───── Kutipan Teks ─────

2.    Disiplin : disiplin adalah ketaatan tanpa ragu-ragu dan tulus ikhlas terhadap perintah atau petunjuk atasan serta peraturan yang berlaku. Disiplin yang terbaik adalah disiplin yang didasarkan oleh disiplin pribadi. Cara-cara untuk memelihara dan meningkat disiplin : 1). Menetapkan peraturan kedinasan secara jelas dan tegas. 2). Menentukan tingkat dan ukuran kemampuan. 3). Bersikap loyal. 4). Menciptakan kegiatan atas dasar persaingan yang sehat. 5). Menyelenggarakan komunikasi secara terbuka. 6). Menghilangkan hal-hal yang dapat membuat bawahan tersinggung, kecewa dan frustasi. 7). Menganalisa peraturan dan kebijaksanaan yang berlaku agar tetap mutakhir dan menghapus yang sudah tidak sesuai lagi. 8). Melaksanakan reward and punishment.
3.     Jiwa korsa : jiwa korsa adalah loyalitas, kebanggan dan antusiasme yang tertanam pada anggota termasuk pimpinannya terhadap organisasinya. Dalam suatu organisasi yang mempunyai jiwa korsa yang tinggi, rasa ketidakpuasan bawahan dapat dipadamkan oleh semangat organisasi. Ciri jiwa korsa yang baik adalah : 1). Antusiasme dan rasa kebanggan segenap anggota terhadap organisasinya. 2). Reputasi yang baik terhadap organisasi lain. 3). Semangat persaingan secara sehat dan bermutu. 4). Adanya kemauan anggota untuk berpartisipasi dalam setiap kegiatan. 5). Kesediaan anggota untuk saling menolong.
4.     Kecakapan : kecakapan adalah kepandaian melaksanakan tugas dengan hasil yang baik dalam waktu yang singkat dengan menggunakan tenaga dan sarana yang seefisien mungkin serta berlangsung dengan tertib. Pengetahuan dan kecakapan yang dimiliki pimpinan dapat diperoleh dari pendidikan, pelatihan, inisiatif dan pengembangan pribadi serta pengalaman tugas.

─────

▶ [Petunjuk Tugas]:
(A) Tulis ulang teks tentang disiplin, jiwa korsa, dan kecakapan mulai dari "2.    Disiplin : disiplin" dan terus sampai "reward and punishment.", dengan mengganti "peraturan" menjadi "aturan".
(B) Teruskan teks tentang disiplin, jiwa korsa, dan kecakapan dengan menulis bagian berikutnya setelah kalimat terakhirnya.
Item yang ada tidak berperan apa pun di sini.

───── Data Terkumpul ─────

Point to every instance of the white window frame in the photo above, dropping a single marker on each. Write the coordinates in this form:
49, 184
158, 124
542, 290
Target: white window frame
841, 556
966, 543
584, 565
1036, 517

─────

▶ [Jawaban Tiap Tugas]:
(A)
2.    Disiplin : disiplin adalah ketaatan tanpa ragu-ragu dan tulus ikhlas terhadap perintah atau petunjuk atasan serta aturan yang berlaku. Disiplin yang terbaik adalah disiplin yang didasarkan oleh disiplin pribadi. Cara-cara untuk memelihara dan meningkat disiplin : 1). Menetapkan aturan kedinasan secara jelas dan tegas. 2). Menentukan tingkat dan ukuran kemampuan. 3). Bersikap loyal. 4). Menciptakan kegiatan atas dasar persaingan yang sehat. 5). Menyelenggarakan komunikasi secara terbuka. 6). Menghilangkan hal-hal yang dapat membuat bawahan tersinggung, kecewa dan frustasi. 7). Menganalisa aturan dan kebijaksanaan yang berlaku agar tetap mutakhir dan menghapus yang sudah tidak sesuai lagi. 8). Melaksanakan reward and punishment.

(B)
2.1.4     Ciri – ciri Kepemimpinan Visioner
Kepemimpinan visioner memiliki ciri-ciri yang menggambarkan segala sikap dan perilakunya yang menunjukkan kepemimpinannya yang berorientasi kepada pencapaian visi, jauh memandang ke depan dan terbiasa menghadapi segala tantangan dan resiko. Diantara ciri-ciri utama kepemimpinan visioner adalah:
1.      Berwawasan ke masa depan, bertindak sebagai motivator, berorientasi pada the best  performance untuk pemberdayaan, kesanggupan untuk memberikan arahan konkrit yang sistematis.
2.      Berani bertindak dalam meraih tujuan, penuh percaya diri, tidak peragu dan selalu siap menghadapi resiko. Pada saat yang bersamaan, pemimpin visioner juga menunjukkan perhitungan yang cermat, teliti dan akurat. Memandang sumber daya, terutama sumberdaya manusia sebagai asset yang sangat berharga dan memberikan perhatian dan perlindungan yang baik terhadap mereka.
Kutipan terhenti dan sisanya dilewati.